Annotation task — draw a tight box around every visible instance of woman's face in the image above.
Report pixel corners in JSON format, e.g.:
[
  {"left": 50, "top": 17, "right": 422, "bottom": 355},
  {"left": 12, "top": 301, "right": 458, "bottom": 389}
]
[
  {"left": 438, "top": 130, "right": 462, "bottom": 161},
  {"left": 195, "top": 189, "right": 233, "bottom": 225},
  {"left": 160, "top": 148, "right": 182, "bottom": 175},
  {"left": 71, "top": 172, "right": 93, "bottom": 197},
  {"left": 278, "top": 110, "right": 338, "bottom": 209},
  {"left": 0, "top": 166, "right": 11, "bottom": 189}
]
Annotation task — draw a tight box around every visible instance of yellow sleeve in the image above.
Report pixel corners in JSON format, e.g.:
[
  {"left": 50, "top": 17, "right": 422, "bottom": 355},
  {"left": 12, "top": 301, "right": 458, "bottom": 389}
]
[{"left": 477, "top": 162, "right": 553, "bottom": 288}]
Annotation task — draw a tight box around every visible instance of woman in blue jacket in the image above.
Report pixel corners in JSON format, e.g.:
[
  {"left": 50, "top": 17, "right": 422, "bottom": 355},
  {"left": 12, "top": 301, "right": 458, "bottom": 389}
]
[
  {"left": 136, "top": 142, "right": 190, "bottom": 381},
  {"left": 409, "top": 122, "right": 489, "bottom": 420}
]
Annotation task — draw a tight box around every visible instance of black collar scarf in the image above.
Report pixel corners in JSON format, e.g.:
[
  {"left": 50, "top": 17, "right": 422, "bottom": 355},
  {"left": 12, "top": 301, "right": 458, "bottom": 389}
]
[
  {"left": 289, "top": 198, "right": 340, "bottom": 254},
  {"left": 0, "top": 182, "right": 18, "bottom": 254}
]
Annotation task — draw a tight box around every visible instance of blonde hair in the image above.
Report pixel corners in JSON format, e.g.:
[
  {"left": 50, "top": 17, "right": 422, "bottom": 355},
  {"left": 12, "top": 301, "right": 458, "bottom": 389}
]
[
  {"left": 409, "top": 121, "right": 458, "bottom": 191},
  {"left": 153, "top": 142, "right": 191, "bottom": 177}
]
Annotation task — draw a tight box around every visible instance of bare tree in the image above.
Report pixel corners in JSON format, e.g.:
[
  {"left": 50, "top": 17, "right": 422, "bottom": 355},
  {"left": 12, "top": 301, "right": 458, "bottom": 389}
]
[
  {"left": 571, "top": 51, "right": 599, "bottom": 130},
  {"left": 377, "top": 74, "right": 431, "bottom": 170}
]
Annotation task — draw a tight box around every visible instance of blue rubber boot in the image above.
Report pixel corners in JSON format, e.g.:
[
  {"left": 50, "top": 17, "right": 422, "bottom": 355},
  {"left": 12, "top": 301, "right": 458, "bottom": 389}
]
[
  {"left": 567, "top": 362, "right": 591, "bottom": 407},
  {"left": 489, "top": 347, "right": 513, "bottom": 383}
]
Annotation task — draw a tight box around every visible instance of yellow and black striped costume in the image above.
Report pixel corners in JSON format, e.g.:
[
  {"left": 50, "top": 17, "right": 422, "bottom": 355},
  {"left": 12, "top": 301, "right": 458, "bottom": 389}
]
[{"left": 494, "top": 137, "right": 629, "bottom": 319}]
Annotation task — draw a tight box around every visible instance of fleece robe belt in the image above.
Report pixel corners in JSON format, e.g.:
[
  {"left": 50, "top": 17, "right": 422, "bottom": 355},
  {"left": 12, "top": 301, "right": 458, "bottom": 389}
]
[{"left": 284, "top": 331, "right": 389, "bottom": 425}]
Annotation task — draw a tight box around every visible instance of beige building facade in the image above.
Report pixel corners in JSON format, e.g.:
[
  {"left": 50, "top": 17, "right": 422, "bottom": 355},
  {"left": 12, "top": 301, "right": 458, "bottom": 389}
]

◆ **Problem requirements**: Restate the whole listing exactly, leaving out nothing.

◆ **Written answer**:
Annotation task — draw a tight box around every visible instance of woman's face in the image above.
Report pixel corners in JSON format, e.g.:
[
  {"left": 50, "top": 17, "right": 422, "bottom": 355},
  {"left": 12, "top": 301, "right": 458, "bottom": 389}
]
[
  {"left": 438, "top": 130, "right": 462, "bottom": 161},
  {"left": 195, "top": 189, "right": 233, "bottom": 225},
  {"left": 160, "top": 148, "right": 182, "bottom": 175},
  {"left": 71, "top": 172, "right": 93, "bottom": 197},
  {"left": 278, "top": 110, "right": 338, "bottom": 209},
  {"left": 0, "top": 166, "right": 11, "bottom": 189}
]
Annotation task — draw a tight box around every visible instance of yellow sleeve in the image above.
Report pixel corners in JSON format, e.g.:
[
  {"left": 50, "top": 17, "right": 422, "bottom": 355},
  {"left": 12, "top": 301, "right": 458, "bottom": 389}
]
[{"left": 477, "top": 162, "right": 553, "bottom": 288}]
Annotation task — draw a tight box around every visible instance of woman in blue jacket in the image above.
Report pixel corners in JSON format, e.g.:
[
  {"left": 50, "top": 17, "right": 422, "bottom": 355},
  {"left": 12, "top": 301, "right": 458, "bottom": 389}
]
[
  {"left": 136, "top": 142, "right": 190, "bottom": 381},
  {"left": 409, "top": 122, "right": 489, "bottom": 420}
]
Annotation task — draw a tight box around every visible instance of black collar scarf in the image above.
Report pixel corners in JSON format, e.g.:
[
  {"left": 50, "top": 17, "right": 422, "bottom": 355},
  {"left": 12, "top": 301, "right": 458, "bottom": 389}
]
[
  {"left": 289, "top": 198, "right": 340, "bottom": 254},
  {"left": 0, "top": 182, "right": 18, "bottom": 254}
]
Annotation task — draw a tight box around every visible instance of blonde hair in the image above.
Report pixel corners in JSON format, e.g.:
[
  {"left": 50, "top": 17, "right": 422, "bottom": 355},
  {"left": 12, "top": 301, "right": 458, "bottom": 389}
]
[
  {"left": 409, "top": 121, "right": 458, "bottom": 191},
  {"left": 153, "top": 142, "right": 191, "bottom": 177}
]
Annotation task — draw a tight box around every visible instance of bare tree in the image above.
Report pixel corners in JSON format, e.g.:
[
  {"left": 50, "top": 17, "right": 422, "bottom": 355},
  {"left": 12, "top": 301, "right": 458, "bottom": 389}
]
[
  {"left": 571, "top": 51, "right": 599, "bottom": 130},
  {"left": 377, "top": 74, "right": 431, "bottom": 170}
]
Annotation task — draw a tight box around every visible instance of blue rubber boot in the image above.
Report pixel corners in JSON format, e.g.:
[
  {"left": 50, "top": 17, "right": 422, "bottom": 355},
  {"left": 12, "top": 301, "right": 458, "bottom": 389}
]
[
  {"left": 567, "top": 362, "right": 591, "bottom": 407},
  {"left": 489, "top": 347, "right": 513, "bottom": 383}
]
Annotation task — draw a tight box around every visible instance of yellow and black striped costume in the image above.
Report pixel corners in JSON format, e.g.:
[
  {"left": 50, "top": 17, "right": 422, "bottom": 355},
  {"left": 12, "top": 301, "right": 458, "bottom": 389}
]
[{"left": 494, "top": 137, "right": 629, "bottom": 319}]
Annotation task — draw a tight box around every visible instance of fleece robe belt in the image above.
Report pixel corners in JSON format, e.g.:
[
  {"left": 50, "top": 17, "right": 422, "bottom": 355},
  {"left": 12, "top": 301, "right": 458, "bottom": 389}
]
[{"left": 284, "top": 331, "right": 389, "bottom": 425}]
Annotation task — draw a tight box around every visible instance of beige building facade in the image above.
Report pixel corners in JSON format, e.g.:
[
  {"left": 50, "top": 17, "right": 422, "bottom": 355},
  {"left": 12, "top": 301, "right": 458, "bottom": 389}
]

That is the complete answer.